[Given passage — start]
Beef factory

Those of you who have read my first book, The Woman on the Mountain, will know I’m a vegetarian. That is just my personal choice: I don’t want to kill another creature, or cause any to be killed for me by others, therefore I won’t eat any. Nor have I, for 36 years now.

Many people aiming at self-sufficiency are not vegetarian, and keep their own chooks or sheep or pigs or cows or whatever they intend to eat – some with small yards are breeding guinea pigs, I read. But they know their animals, care for them, respect them. Those animals live the lives of their domesticated kind until the moment they are killed.

Not so in factory farming.

When I realised what I was driving past, I felt sick.

This is a feedlot, a production plant for cattle to become beef. Here cattle are fed the grain grown on the surrounding plains, watered and given shade. Perhaps they get other growth-helpers or medications, I don’t know.

But that’s all. Bare earth is their world; green is something beyond their confines; it does not signify grass, for that is foreign to them – either underfoot or in their mouths.

OK, while they fatten they aren’t penned too tight to move, like factory hens or pigs, but who would consider this is a ‘life’ for any creature?

To my mind it is merely a long pending death, perpetrated by the inhumanity of corporate greed, which sees these animals as mere production lines, beef-producing machines.

Surely nobody on their corporate boards can have had their fingers sucked clean of warm milk as they try to rear a poddy calf, or been followed about by a bleating, gambolling pet lamb who has inexplicably adopted you.

Feedlots are not the norm in Australia, but most people don’t know or think about what happens to the animals that provide their food.
In my experience, I most respect the lives of those who have made informed choices.  Take a look at the Voiceless website.
[Given passage — finish]
[Data section — start]
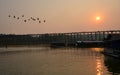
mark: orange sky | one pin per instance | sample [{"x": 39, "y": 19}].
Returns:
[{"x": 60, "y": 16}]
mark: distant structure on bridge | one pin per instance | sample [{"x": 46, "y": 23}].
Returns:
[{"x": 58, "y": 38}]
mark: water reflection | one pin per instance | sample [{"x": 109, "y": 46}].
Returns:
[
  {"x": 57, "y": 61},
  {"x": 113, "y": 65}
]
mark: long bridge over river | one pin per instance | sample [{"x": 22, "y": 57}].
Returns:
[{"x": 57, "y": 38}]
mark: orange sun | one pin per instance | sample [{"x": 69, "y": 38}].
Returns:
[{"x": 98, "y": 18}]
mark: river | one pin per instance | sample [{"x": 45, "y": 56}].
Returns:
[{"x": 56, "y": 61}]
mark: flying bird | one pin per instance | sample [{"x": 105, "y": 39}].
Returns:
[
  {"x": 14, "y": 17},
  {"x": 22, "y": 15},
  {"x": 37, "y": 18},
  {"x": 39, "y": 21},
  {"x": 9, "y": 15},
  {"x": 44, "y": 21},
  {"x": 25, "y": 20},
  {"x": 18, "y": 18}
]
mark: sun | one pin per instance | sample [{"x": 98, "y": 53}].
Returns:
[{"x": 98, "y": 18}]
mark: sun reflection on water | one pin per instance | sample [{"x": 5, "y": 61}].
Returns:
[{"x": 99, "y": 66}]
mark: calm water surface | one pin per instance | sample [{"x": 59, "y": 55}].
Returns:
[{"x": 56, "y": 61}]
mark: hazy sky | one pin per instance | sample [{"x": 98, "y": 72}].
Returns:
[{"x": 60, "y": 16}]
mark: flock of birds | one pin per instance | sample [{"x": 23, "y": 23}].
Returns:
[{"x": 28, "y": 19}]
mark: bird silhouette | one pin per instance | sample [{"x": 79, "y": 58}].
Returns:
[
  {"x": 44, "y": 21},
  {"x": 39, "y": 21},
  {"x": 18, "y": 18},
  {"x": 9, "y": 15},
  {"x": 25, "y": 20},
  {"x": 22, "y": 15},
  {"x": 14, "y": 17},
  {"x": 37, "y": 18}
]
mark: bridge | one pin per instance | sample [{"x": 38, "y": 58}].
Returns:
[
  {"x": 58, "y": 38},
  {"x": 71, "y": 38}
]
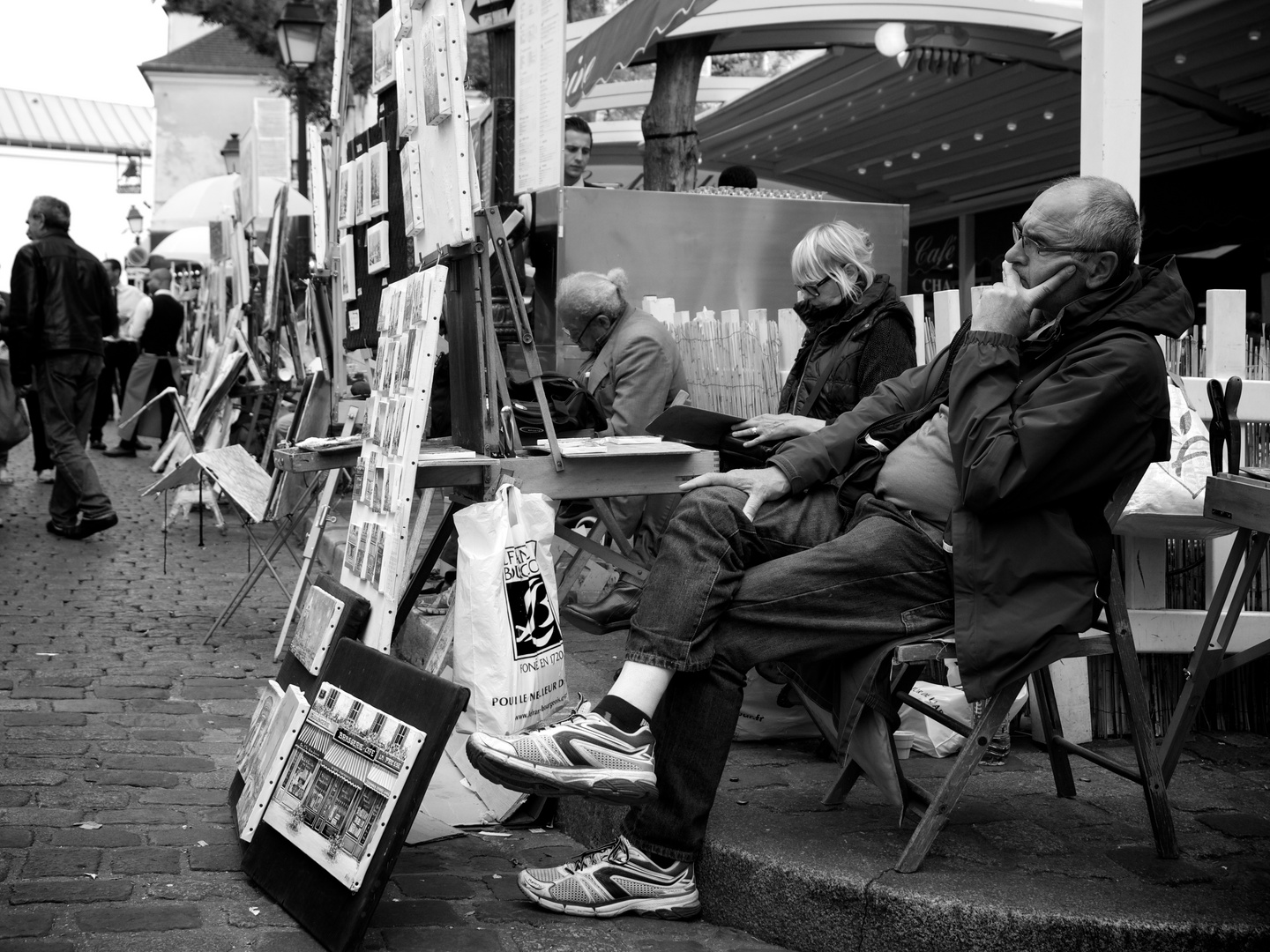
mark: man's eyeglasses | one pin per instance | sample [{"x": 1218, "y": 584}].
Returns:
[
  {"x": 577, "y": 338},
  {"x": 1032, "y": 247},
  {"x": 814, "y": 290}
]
[Data section — finish]
About this exercise: Decide whether each statement agrees with the beef factory text, giving yes or no and quoting the words of the text that settle it. (a) The writer has not eaten meat for 36 years. (b) The feedlot cattle are penned too tightly to move. (c) Feedlots are the norm in Australia.

Result of the task:
(a) Yes: "Nor have I, for 36 years now."
(b) No: "while they fatten they aren’t penned too tight to move"
(c) No: "Feedlots are not the norm in Australia"